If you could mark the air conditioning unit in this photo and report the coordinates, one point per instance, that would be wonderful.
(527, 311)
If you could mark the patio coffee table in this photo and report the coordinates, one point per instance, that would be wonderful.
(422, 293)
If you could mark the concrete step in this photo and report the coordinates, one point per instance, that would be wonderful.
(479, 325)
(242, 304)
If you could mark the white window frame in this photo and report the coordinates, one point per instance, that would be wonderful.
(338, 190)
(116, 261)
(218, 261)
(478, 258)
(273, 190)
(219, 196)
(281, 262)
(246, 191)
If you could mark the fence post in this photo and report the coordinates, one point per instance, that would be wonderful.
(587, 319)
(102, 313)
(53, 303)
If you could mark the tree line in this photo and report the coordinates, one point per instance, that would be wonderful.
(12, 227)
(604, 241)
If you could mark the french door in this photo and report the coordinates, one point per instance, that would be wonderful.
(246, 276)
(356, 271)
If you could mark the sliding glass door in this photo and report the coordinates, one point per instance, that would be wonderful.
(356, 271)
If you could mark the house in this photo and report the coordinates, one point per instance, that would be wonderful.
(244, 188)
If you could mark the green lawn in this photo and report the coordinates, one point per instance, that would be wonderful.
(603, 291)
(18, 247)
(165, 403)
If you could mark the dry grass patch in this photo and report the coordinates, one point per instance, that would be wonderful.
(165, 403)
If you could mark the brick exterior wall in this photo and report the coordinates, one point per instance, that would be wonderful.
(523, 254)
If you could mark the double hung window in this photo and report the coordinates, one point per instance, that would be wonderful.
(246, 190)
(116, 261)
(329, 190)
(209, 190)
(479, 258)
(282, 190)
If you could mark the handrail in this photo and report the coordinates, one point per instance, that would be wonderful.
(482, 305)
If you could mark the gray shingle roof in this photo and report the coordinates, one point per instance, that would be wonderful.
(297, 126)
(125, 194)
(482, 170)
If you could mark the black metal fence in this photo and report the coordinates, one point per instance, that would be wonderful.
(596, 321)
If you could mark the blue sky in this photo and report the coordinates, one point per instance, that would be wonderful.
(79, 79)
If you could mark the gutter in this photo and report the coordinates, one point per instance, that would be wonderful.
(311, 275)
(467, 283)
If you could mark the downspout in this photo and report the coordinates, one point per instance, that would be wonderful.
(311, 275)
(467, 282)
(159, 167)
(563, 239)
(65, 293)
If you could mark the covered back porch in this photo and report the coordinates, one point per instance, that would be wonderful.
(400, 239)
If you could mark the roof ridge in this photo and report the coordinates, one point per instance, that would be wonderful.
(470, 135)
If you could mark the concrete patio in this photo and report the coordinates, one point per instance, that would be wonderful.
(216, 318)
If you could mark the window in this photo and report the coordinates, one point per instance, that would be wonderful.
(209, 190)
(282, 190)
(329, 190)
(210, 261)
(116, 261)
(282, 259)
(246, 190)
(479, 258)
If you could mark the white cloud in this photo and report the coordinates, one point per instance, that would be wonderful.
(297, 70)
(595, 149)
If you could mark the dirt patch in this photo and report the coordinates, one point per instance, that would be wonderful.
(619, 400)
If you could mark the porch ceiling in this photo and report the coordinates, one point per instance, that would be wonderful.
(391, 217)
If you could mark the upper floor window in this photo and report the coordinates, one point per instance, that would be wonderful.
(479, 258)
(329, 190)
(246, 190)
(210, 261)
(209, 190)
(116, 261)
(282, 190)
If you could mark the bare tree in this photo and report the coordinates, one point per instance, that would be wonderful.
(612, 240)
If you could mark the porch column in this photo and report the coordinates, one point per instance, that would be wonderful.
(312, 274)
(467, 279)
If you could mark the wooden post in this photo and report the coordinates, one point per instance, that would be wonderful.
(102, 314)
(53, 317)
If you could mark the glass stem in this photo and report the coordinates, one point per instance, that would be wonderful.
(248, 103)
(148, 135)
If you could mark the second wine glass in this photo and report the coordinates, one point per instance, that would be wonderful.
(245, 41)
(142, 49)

### GIVEN EXERCISE
Can you rewrite the lines from the one containing "If you could mark the glass" through the end, with "wonderful" replaced by "helpful" and nothing else changed?

### COMPLETE ANSWER
If you could mark the glass stem in this photo and report the coordinates, one point per instance, that would be helpful.
(248, 103)
(148, 135)
If you could mark the second wine glass in this photo and report the coordinates, one point per instance, that would be helpful.
(245, 41)
(142, 49)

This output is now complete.